● WHAT YOU SHOULD DO: For the data that follows, report how many lines include the string "railing", and write the number alone.

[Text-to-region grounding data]
========

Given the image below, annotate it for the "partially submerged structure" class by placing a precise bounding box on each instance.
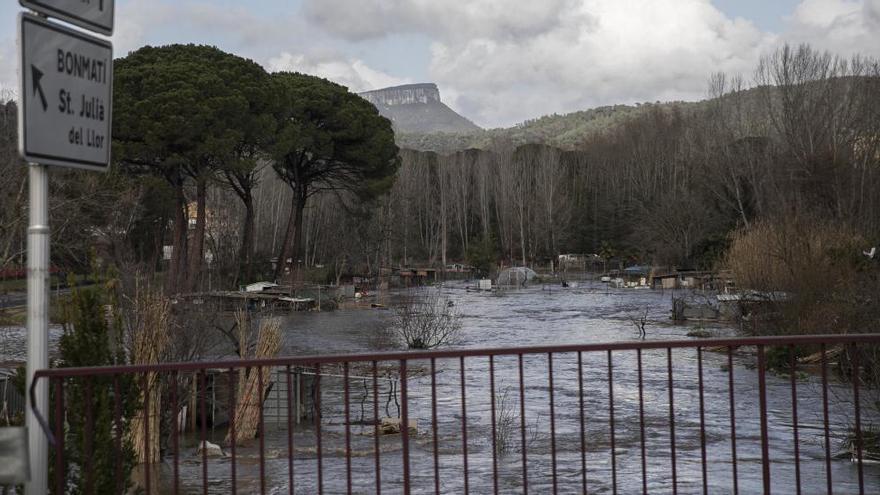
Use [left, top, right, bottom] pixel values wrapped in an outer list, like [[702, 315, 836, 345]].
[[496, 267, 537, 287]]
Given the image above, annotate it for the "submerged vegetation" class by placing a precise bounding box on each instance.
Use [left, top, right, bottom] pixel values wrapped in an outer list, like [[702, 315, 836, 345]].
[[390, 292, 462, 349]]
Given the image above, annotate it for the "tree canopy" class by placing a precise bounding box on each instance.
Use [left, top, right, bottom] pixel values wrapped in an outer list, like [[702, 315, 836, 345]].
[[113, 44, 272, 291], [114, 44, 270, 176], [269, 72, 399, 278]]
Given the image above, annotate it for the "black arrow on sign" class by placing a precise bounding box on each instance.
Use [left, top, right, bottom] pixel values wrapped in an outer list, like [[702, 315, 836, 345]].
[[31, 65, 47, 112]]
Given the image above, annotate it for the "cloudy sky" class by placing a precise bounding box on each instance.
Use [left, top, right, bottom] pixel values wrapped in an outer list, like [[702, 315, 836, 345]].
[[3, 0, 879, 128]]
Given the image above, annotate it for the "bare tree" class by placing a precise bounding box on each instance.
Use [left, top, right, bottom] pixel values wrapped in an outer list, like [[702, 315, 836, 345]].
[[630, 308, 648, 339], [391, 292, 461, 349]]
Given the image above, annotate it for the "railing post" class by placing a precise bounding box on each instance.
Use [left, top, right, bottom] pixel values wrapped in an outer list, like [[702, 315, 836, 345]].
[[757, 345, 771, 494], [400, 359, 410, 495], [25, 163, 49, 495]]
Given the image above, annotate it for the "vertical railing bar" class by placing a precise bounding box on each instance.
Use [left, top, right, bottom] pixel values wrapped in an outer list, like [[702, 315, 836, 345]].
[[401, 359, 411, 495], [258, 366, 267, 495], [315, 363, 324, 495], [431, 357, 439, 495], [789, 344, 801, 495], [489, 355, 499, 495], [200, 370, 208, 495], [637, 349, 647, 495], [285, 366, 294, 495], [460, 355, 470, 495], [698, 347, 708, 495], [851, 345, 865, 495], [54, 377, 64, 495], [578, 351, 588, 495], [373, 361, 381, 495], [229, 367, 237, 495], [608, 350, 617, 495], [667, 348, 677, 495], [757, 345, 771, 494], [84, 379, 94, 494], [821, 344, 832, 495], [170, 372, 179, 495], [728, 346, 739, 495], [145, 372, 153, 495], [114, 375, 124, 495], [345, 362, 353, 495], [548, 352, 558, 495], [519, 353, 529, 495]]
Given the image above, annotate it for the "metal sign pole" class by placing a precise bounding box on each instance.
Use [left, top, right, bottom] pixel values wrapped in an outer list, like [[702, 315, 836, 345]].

========

● PROBLEM SOLUTION: 2